- [Position annotation records]:

********

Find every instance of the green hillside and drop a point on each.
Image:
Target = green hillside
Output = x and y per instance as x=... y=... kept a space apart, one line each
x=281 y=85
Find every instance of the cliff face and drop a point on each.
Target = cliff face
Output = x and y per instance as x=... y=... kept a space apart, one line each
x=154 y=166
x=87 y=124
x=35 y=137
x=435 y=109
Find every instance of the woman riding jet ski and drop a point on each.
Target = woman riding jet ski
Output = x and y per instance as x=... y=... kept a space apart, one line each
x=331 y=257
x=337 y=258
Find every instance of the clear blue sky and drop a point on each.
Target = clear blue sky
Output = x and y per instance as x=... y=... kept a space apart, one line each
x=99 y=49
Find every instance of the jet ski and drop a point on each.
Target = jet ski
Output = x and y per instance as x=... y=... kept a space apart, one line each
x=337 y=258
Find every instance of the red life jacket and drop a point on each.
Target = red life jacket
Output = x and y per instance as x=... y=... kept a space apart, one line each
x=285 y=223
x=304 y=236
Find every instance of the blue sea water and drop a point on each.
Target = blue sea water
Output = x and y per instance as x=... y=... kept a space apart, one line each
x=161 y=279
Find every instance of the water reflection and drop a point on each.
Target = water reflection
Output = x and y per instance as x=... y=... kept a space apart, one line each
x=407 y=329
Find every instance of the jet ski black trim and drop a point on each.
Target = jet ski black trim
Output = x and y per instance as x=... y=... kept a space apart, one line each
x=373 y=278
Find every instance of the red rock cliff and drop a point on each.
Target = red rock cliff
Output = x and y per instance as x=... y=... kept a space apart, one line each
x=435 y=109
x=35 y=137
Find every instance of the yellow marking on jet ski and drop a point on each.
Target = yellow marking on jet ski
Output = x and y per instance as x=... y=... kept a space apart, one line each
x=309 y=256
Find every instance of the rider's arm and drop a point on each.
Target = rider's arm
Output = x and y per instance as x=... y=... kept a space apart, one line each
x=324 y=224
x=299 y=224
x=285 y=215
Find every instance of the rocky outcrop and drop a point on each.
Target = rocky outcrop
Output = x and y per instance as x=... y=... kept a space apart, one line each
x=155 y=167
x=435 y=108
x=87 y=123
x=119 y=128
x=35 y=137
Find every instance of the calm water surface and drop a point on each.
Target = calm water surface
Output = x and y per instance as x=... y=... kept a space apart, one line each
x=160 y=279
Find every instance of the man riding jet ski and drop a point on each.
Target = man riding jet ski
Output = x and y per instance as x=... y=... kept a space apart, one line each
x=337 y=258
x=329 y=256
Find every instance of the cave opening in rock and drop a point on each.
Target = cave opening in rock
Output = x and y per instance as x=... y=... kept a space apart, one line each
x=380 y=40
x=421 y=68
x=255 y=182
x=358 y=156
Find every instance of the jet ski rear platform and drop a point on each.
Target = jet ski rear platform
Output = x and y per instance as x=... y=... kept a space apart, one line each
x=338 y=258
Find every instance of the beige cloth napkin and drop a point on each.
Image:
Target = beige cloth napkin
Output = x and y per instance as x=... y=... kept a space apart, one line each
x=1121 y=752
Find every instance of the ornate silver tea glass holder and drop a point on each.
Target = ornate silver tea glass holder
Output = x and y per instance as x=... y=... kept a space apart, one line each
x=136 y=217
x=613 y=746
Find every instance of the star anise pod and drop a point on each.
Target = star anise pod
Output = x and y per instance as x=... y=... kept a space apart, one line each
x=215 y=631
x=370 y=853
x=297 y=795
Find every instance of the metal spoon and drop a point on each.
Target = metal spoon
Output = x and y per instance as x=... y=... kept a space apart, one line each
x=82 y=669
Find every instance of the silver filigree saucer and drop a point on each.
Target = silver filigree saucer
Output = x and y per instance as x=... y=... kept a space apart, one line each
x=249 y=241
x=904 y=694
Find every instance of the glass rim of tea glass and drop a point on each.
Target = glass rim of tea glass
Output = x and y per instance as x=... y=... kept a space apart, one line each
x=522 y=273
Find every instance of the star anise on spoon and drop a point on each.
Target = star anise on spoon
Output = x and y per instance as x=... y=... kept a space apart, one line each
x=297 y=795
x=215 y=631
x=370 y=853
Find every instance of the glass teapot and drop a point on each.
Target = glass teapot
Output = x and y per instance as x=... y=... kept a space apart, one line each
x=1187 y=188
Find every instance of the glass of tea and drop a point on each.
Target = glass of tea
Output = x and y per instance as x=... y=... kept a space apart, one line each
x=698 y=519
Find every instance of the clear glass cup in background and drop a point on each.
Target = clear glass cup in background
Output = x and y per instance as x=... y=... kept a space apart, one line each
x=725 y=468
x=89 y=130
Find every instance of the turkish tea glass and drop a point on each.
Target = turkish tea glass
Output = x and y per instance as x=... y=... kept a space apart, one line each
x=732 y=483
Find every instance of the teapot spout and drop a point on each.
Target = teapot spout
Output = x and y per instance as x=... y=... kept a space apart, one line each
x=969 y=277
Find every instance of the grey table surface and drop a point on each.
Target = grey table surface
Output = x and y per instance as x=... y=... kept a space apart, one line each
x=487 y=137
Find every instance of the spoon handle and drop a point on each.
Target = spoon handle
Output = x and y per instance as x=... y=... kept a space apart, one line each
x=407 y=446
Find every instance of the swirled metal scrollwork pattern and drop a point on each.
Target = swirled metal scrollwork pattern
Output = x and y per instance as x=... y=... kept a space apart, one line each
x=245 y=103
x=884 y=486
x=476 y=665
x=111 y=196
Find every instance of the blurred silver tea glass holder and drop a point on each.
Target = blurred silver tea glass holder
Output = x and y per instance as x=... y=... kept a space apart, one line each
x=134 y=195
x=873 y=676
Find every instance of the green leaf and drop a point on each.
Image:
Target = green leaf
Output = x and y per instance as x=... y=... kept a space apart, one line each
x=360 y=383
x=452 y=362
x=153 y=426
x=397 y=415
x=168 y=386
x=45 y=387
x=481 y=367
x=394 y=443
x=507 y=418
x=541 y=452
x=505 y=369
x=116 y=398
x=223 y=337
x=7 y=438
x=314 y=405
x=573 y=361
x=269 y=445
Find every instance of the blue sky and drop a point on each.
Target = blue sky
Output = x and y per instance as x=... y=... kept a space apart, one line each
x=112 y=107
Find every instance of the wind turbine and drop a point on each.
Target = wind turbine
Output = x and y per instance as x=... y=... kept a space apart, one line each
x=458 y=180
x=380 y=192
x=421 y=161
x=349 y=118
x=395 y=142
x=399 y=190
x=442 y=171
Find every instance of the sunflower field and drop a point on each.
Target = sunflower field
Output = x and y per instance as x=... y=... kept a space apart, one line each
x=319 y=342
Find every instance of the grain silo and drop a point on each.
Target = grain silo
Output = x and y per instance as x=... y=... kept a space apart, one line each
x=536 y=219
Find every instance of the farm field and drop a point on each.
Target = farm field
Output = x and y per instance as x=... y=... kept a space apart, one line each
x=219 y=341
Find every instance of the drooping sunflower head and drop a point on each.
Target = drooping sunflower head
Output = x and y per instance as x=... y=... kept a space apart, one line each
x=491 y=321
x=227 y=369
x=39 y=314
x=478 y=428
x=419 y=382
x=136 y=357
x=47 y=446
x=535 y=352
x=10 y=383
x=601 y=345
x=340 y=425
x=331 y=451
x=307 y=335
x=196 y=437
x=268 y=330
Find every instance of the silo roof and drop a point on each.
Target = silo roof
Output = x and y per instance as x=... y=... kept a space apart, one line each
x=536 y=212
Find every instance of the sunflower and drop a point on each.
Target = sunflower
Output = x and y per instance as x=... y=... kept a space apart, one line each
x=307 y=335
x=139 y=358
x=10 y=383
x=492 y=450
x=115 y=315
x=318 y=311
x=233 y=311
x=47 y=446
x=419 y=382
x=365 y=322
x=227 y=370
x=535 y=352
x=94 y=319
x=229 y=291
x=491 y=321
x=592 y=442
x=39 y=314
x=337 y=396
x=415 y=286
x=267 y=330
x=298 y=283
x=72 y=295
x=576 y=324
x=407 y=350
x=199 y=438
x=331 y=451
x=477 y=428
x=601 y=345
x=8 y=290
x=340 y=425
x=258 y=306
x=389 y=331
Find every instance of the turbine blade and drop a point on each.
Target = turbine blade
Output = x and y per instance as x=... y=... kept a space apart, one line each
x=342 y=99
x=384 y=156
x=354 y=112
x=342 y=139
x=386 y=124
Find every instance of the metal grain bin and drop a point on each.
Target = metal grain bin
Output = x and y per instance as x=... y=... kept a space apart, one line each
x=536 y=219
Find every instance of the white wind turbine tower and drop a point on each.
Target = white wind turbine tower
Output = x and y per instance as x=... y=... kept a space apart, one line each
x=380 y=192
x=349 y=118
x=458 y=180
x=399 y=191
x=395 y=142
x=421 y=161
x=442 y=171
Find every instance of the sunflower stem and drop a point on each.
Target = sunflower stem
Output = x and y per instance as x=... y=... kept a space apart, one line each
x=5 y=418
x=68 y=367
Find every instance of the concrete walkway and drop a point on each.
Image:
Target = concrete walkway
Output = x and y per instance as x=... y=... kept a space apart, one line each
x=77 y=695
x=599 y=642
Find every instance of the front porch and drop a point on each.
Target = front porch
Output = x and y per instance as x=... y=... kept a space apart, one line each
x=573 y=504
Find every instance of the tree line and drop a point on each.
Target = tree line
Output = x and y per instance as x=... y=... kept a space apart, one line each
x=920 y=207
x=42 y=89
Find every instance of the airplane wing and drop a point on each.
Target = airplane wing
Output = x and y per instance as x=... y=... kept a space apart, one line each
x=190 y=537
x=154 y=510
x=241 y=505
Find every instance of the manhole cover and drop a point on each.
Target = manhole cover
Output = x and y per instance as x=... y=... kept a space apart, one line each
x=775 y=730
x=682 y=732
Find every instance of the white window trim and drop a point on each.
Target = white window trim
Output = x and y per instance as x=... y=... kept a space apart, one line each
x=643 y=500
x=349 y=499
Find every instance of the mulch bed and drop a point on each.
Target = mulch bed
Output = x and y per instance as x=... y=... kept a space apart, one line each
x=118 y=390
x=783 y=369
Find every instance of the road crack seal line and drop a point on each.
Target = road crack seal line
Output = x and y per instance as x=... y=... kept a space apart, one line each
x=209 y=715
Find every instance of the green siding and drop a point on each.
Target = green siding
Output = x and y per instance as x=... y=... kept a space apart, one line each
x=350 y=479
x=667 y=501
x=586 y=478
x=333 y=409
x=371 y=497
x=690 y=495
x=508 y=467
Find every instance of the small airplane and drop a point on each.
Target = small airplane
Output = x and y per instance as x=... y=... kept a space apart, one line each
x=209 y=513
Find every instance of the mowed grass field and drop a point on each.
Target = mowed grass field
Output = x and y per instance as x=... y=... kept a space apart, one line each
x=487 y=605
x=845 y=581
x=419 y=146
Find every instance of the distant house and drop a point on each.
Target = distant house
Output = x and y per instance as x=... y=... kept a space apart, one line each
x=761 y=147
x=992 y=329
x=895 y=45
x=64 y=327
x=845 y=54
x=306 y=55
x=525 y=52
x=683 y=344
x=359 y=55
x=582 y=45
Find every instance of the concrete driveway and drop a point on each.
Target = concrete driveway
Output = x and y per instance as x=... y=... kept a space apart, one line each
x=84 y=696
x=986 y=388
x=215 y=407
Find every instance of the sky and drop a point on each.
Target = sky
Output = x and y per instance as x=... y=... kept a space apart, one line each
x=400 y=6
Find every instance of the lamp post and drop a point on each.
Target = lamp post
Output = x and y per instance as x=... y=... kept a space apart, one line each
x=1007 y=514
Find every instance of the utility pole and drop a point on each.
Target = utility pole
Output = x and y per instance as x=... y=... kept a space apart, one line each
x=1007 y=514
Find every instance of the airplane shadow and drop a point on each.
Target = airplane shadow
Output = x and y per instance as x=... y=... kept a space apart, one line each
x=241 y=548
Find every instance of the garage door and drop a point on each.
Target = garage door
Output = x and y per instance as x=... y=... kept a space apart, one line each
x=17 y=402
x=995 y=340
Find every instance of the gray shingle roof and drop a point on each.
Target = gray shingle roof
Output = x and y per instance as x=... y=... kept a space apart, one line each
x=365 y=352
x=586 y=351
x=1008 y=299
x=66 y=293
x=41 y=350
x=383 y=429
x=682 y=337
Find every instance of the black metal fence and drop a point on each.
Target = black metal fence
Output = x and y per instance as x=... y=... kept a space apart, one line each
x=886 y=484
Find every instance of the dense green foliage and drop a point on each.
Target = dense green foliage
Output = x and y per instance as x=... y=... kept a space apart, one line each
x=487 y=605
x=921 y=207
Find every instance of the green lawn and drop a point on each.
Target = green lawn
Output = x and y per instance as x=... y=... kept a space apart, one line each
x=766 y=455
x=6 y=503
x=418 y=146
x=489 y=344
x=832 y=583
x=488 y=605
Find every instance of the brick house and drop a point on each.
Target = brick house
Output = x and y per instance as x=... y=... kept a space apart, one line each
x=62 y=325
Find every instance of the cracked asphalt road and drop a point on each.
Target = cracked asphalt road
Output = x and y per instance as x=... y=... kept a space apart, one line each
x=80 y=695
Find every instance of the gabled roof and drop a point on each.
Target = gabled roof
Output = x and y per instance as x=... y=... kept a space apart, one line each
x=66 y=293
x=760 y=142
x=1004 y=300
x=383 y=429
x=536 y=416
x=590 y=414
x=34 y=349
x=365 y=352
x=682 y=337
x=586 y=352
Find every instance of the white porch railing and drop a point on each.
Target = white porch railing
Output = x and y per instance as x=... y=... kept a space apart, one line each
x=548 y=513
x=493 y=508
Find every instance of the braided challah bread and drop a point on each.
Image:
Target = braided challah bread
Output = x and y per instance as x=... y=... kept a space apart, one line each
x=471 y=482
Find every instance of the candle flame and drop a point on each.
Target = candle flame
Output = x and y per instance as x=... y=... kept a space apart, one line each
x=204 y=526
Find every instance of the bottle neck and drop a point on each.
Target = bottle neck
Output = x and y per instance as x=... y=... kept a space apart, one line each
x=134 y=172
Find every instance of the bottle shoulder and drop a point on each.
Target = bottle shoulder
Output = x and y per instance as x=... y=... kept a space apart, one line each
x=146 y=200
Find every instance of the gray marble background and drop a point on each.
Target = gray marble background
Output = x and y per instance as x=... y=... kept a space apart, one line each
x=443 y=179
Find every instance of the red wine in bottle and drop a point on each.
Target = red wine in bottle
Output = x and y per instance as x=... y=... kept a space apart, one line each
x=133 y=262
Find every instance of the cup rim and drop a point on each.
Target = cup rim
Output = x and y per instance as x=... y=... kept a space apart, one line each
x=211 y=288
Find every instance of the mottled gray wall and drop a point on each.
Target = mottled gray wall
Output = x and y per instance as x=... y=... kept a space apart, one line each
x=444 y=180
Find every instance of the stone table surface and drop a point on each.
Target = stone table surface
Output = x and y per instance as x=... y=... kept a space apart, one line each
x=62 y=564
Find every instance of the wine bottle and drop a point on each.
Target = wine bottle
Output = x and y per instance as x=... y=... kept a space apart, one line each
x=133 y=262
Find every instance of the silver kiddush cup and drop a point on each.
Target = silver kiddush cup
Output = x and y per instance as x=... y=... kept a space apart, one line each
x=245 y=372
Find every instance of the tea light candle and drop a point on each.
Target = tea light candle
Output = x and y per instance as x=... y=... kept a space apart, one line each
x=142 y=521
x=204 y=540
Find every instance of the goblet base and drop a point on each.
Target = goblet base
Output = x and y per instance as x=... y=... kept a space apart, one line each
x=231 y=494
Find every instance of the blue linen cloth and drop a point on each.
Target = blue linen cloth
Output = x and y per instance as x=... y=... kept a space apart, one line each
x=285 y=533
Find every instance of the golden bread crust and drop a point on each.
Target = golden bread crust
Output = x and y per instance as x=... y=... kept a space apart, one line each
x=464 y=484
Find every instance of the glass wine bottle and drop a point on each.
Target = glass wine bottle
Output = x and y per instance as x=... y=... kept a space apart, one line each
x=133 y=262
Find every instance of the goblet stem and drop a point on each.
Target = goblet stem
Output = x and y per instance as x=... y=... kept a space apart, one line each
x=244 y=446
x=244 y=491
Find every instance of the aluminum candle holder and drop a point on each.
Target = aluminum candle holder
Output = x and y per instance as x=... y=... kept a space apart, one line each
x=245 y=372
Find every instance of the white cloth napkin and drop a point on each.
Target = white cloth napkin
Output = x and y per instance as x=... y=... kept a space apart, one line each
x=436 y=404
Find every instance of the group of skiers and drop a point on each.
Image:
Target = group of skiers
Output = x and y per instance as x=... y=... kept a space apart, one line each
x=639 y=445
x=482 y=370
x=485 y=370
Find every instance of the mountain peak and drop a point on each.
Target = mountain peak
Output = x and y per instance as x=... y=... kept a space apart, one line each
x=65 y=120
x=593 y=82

********

- [GIVEN INSTRUCTION]:
Quote, word for word, every line starting at the one that contains "Find every instance of the white cloth" and ending with the final line of the entries.

- [COMPLETE OUTPUT]:
Find every instance of the white cloth napkin and drop a point on each.
Target = white cloth napkin
Output = x and y per instance as x=... y=... kept a space apart, one line each
x=436 y=404
Find every instance of the group of skiers and drop a point on each.
Image:
Target = group of skiers
Output = x and y per instance as x=... y=... kept a space apart, one line each
x=639 y=445
x=482 y=370
x=485 y=370
Find every instance of the mountain peak and drop a point on each.
Target = mountain peak
Output = x and y per instance as x=... y=... kept a space apart, one line each
x=65 y=120
x=593 y=82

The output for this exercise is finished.